Task statement: How many lines in the items below contain "appear"? Count only matches with the same capitalization, and reply with the number alone.

Data extract:

Begin

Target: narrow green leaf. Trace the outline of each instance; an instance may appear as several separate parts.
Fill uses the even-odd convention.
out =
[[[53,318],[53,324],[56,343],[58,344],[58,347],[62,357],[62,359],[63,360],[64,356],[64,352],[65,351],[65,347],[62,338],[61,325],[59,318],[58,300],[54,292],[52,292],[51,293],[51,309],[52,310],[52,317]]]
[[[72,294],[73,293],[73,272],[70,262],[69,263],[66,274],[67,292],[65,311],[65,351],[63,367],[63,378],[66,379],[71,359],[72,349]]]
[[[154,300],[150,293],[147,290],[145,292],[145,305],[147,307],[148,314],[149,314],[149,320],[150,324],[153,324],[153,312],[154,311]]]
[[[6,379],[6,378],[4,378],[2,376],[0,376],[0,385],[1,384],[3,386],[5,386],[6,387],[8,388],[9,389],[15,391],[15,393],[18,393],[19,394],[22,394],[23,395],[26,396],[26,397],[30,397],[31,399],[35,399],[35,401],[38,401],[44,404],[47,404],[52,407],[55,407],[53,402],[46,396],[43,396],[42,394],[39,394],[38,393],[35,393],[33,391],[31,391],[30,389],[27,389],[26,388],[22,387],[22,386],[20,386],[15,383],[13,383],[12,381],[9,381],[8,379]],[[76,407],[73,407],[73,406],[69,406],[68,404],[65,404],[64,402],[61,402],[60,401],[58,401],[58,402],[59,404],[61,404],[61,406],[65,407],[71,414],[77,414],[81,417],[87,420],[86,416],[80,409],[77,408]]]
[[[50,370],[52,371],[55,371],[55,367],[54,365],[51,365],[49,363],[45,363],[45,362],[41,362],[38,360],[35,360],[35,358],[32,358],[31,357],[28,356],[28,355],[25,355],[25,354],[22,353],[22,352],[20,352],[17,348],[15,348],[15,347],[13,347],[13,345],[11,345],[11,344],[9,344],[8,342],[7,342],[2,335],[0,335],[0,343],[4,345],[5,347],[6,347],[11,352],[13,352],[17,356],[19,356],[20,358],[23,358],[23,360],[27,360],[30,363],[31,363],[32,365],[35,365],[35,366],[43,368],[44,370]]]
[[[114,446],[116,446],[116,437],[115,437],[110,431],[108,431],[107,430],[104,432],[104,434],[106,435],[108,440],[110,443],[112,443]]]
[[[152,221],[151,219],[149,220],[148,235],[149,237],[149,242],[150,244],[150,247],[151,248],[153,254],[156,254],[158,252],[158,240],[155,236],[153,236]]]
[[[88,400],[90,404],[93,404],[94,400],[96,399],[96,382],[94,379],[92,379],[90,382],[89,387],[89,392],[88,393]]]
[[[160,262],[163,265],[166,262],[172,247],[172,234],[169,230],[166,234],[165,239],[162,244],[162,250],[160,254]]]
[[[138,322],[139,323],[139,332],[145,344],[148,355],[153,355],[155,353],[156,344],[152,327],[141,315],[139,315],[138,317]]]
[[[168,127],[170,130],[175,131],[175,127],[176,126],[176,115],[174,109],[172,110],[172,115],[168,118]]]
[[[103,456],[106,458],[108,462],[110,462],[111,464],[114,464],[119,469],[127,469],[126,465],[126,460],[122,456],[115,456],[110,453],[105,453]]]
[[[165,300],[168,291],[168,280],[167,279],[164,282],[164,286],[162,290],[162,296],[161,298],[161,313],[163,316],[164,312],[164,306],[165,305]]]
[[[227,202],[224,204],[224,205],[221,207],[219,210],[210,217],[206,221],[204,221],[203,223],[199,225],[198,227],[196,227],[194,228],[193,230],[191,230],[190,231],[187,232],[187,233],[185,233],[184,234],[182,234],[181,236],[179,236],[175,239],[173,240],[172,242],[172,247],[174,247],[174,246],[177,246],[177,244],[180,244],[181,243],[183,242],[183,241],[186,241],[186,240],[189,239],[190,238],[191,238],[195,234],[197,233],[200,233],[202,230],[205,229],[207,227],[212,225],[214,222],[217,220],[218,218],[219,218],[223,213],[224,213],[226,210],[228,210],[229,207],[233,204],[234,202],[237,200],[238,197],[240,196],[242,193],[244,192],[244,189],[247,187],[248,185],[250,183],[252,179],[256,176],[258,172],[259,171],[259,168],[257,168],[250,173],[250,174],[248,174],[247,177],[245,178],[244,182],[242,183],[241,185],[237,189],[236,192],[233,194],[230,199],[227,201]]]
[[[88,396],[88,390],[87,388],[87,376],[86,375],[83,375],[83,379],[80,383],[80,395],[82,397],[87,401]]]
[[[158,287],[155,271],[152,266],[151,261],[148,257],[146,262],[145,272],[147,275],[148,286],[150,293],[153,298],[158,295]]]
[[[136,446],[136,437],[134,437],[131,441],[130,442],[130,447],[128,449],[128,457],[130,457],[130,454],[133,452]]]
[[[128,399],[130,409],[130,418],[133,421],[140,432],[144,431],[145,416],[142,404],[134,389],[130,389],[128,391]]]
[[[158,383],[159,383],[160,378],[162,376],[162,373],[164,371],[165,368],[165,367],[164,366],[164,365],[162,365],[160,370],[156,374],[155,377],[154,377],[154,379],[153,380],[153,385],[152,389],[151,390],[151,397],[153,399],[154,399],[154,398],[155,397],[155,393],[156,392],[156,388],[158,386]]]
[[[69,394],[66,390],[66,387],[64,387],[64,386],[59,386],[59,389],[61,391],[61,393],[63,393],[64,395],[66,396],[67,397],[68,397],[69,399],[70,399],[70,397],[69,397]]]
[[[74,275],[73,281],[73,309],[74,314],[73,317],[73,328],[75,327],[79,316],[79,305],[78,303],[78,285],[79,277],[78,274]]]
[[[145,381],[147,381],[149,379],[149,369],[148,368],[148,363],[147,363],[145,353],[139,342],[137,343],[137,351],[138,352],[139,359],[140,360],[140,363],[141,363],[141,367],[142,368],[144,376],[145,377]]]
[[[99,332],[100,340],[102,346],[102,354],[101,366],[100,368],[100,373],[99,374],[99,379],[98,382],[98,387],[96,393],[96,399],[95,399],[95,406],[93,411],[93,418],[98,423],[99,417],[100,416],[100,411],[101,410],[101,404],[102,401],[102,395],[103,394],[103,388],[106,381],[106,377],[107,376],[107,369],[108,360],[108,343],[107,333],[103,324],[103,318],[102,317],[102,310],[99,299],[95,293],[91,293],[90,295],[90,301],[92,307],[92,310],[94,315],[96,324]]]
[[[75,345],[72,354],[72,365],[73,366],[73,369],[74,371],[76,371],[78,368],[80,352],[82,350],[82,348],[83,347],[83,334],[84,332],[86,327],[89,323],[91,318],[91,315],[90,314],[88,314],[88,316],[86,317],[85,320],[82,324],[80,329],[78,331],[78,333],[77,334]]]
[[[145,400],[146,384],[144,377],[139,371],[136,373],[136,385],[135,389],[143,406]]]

End

Full output: 1